> **Provided data**
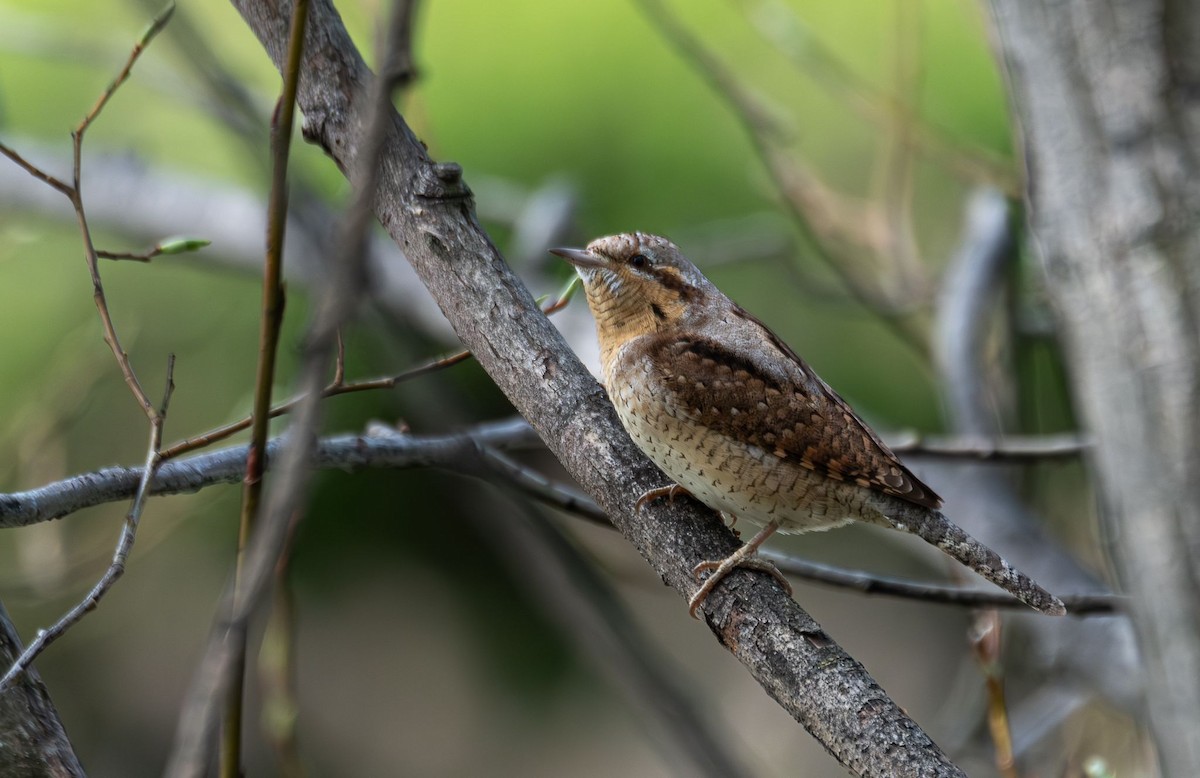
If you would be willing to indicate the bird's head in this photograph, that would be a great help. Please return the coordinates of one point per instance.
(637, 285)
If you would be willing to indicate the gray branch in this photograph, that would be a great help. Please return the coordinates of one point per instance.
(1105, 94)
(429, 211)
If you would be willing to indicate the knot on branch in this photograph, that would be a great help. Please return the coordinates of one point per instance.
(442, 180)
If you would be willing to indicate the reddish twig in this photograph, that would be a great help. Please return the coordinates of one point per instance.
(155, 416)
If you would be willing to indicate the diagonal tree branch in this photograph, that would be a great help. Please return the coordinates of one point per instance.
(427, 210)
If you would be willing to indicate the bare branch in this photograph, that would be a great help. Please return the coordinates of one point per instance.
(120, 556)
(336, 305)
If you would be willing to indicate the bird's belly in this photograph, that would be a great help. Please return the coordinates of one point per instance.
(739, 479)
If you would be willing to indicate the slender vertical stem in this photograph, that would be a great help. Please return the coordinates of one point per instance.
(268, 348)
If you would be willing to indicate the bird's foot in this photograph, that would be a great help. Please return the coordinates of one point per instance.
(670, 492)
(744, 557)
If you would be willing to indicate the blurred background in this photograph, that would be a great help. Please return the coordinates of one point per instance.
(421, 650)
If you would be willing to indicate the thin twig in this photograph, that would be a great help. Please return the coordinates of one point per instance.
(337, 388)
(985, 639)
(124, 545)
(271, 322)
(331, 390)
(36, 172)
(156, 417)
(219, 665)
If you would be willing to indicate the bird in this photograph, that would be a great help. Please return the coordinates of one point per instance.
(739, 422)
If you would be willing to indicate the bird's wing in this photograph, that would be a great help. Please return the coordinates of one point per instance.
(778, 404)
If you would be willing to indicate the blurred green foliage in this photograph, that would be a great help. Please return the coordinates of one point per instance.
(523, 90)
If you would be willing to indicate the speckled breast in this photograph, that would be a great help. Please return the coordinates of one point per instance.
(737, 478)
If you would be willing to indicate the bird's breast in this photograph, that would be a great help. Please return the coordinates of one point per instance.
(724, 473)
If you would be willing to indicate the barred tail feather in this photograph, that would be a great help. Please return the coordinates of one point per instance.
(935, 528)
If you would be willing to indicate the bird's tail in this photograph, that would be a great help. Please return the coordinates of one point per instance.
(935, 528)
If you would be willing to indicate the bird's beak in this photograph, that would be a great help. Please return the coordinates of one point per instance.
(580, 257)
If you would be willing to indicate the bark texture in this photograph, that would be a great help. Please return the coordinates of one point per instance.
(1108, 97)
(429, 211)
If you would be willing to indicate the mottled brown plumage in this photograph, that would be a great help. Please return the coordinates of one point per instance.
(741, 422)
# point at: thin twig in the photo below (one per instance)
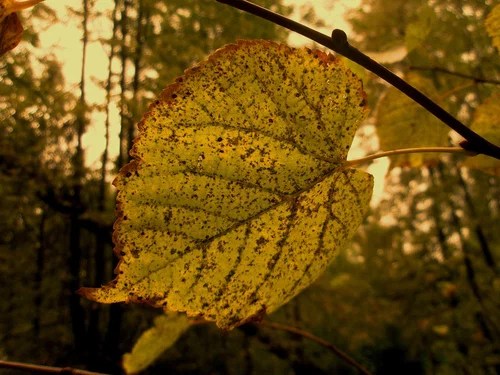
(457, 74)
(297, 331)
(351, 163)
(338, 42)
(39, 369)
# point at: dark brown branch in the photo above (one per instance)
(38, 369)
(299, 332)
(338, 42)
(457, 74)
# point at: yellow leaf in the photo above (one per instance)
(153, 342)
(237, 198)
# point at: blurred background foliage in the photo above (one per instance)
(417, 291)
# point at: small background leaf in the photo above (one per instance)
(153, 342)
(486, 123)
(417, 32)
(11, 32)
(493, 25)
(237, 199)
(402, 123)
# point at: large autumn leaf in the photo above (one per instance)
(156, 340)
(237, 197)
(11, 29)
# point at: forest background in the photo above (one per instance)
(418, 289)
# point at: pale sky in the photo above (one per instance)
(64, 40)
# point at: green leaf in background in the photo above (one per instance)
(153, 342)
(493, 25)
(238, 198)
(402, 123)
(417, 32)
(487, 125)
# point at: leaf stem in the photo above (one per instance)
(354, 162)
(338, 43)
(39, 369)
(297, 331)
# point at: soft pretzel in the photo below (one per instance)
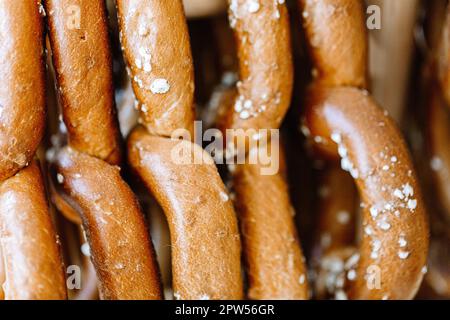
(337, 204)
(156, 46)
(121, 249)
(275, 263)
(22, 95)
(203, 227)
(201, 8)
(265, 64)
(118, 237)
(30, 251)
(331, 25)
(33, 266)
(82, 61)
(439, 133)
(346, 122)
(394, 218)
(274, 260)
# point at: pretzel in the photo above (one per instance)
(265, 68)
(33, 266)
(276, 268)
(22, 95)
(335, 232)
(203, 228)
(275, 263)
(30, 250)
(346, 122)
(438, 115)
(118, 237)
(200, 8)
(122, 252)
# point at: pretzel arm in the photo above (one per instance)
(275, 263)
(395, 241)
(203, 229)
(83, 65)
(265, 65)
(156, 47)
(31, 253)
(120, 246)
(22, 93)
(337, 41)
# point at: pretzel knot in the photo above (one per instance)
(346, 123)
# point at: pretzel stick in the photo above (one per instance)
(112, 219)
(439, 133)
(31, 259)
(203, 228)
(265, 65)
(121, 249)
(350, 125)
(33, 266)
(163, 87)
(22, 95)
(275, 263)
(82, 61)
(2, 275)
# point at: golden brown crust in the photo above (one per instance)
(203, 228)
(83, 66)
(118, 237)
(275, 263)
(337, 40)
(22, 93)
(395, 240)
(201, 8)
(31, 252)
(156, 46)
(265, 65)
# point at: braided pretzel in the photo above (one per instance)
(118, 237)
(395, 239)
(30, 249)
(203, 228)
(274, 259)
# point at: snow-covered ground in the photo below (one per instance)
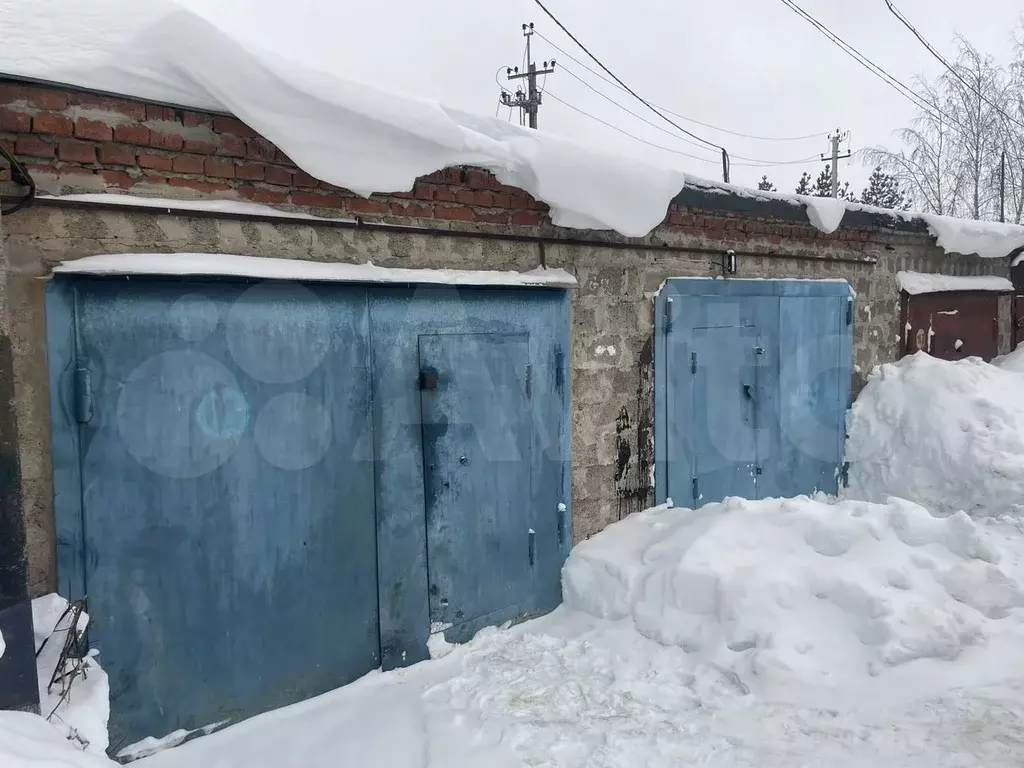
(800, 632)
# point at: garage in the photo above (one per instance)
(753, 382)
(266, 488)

> **To do**
Repeat the data verbatim, excluding all pictures.

> **Answer to the problem**
If you would be willing to indicate the bird's head in this photograph, that would be a great help. Please return the coordinates of one point per instance.
(637, 285)
If you would be willing to indicate the gray branch in this photograph, that would be a great help. Please return the coordinates of one point per instance.
(1105, 94)
(429, 211)
If you would be willing to indicate the knot on branch in this photograph, that would be a great help. Please return the coordinates of one point per instance.
(442, 180)
If you would be willing to indicate the reddish twig in this photograph, that would be a great help. Please return the coordinates of one point per instance.
(155, 416)
If you would be willing to indicate the diagonal tree branch in this photograph, that would be a great help. Please return the coordinates of one point per instance.
(427, 210)
If you would be willing to indicate the bare branch in this photograph, that would be a great help. Please return the coordinates of one point per instance.
(120, 556)
(336, 305)
If you would be willing to indicate the bird's belly in this photograph, that would be a great help. Please return the coordinates of one point per instance.
(739, 479)
If you would be willing to indicate the slender vertical stem in this photograph, that would be a great help. Please return the coordinates of one point per instance.
(268, 348)
If you would be willing to indicate the bird's foot in this photograph, that would be a great help. Please return the coordinates of one point per instance.
(670, 492)
(744, 557)
If you would be willing to indicate the blurred background in this photograph, that would be a great help. Please return the coordinates of one point per instance.
(421, 650)
If you would be willing to indicate the thin twig in this photograph, that would be a great help. Please return the coordinates of one point per instance.
(337, 388)
(985, 639)
(124, 545)
(271, 322)
(331, 390)
(36, 172)
(156, 417)
(219, 665)
If you would be willing to indicate the bird in this photograph, that would be a great help. Please return the coordinates of one point per instance.
(739, 422)
If you would be willing to indicate the bird's wing in this photograph, that would be a great help. Please return the coordinates of one point per instance.
(778, 404)
If you would be willing to indicate the blurred green foliage in this photograph, that would be a great help. Please return the coordinates of one point per instance.
(523, 90)
If you would be willing to indicate the speckled breast in this photograph, that would be a great help. Please return the coordinates of one point per instance.
(737, 478)
If you would be willing to indicate the bird's breast in this photograph, that would be a great help. Please return the coordinates of one point per instance.
(724, 473)
If you would be willing to indicate the barred tail feather in this photograph, that would be a great help. Please return the coordinates of one point per instance.
(935, 528)
If you would be willing to indicate the bird's tail in this photograph, that would be a great help. Please return the coordinates of one point per instance.
(935, 528)
If you would be willing to indicate the bird's beak in this photograph, that would be a great help. Please return the coordinates of one point per instance.
(580, 257)
If you would be willing to indicate the bark texture in this photograph, that would be a great help. Please return the coordinates of one point per instance.
(1108, 97)
(429, 211)
If you would be willing to indicate the mottled brown plumage in this photograph, that would be a great help. Please return the coordinates of one point per instance.
(741, 422)
# point at: thin twig in the photo below (one per instance)
(457, 74)
(297, 331)
(351, 163)
(338, 42)
(39, 369)
# point at: dark brown branch in the photo above (one per instance)
(38, 369)
(299, 332)
(338, 42)
(457, 74)
# point at: yellow leaf in the photo above (one per instance)
(153, 342)
(237, 198)
# point at: blurred background foliage in the photo above (one per instance)
(417, 291)
# point at: small background leaf in the photo above (one per instance)
(153, 342)
(486, 123)
(417, 32)
(11, 32)
(493, 25)
(237, 199)
(402, 123)
# point at: large autumn leaf in the photo above (one per instance)
(156, 340)
(237, 197)
(11, 29)
# point at: forest background in the photo above (one per instance)
(418, 289)
# point at: pale sky in the photo above (one per instance)
(64, 40)
# point at: green leaf in background in the photo above (one per instance)
(153, 342)
(493, 25)
(238, 198)
(402, 123)
(417, 32)
(487, 125)
# point at: leaf stem in the photo above (one per instance)
(354, 162)
(338, 43)
(39, 369)
(297, 331)
# point at: soft pretzel in the photo below (one per instance)
(337, 204)
(156, 46)
(121, 249)
(275, 263)
(22, 95)
(203, 227)
(201, 8)
(265, 64)
(118, 237)
(30, 251)
(331, 25)
(33, 266)
(82, 61)
(439, 133)
(346, 122)
(394, 218)
(274, 260)
# point at: pretzel in the photo above (one per instance)
(265, 68)
(33, 266)
(276, 268)
(22, 95)
(335, 232)
(203, 228)
(275, 263)
(30, 250)
(346, 122)
(438, 115)
(118, 237)
(200, 8)
(122, 252)
# point at: pretzel arm in the photo above (one per instance)
(275, 263)
(395, 241)
(203, 229)
(83, 65)
(265, 65)
(156, 47)
(31, 253)
(120, 246)
(22, 93)
(337, 41)
# point at: pretzel knot in the photo above (one per instance)
(346, 123)
# point at: pretzel stick in the photo above (one per instance)
(112, 219)
(439, 133)
(31, 259)
(203, 228)
(265, 65)
(121, 249)
(350, 125)
(33, 266)
(163, 87)
(22, 95)
(275, 263)
(82, 61)
(2, 275)
# point at: golden brown crust in the photo above (one per instance)
(203, 228)
(83, 66)
(118, 237)
(275, 263)
(337, 40)
(22, 93)
(395, 240)
(201, 8)
(31, 252)
(156, 46)
(265, 65)
# point at: braided pretzel in the photo above (one per instance)
(118, 237)
(395, 239)
(30, 249)
(203, 228)
(274, 259)
# point at: snow-covered ground in the photo below (one per instance)
(800, 632)
# point at: garage in the photo above (one per instance)
(753, 382)
(266, 488)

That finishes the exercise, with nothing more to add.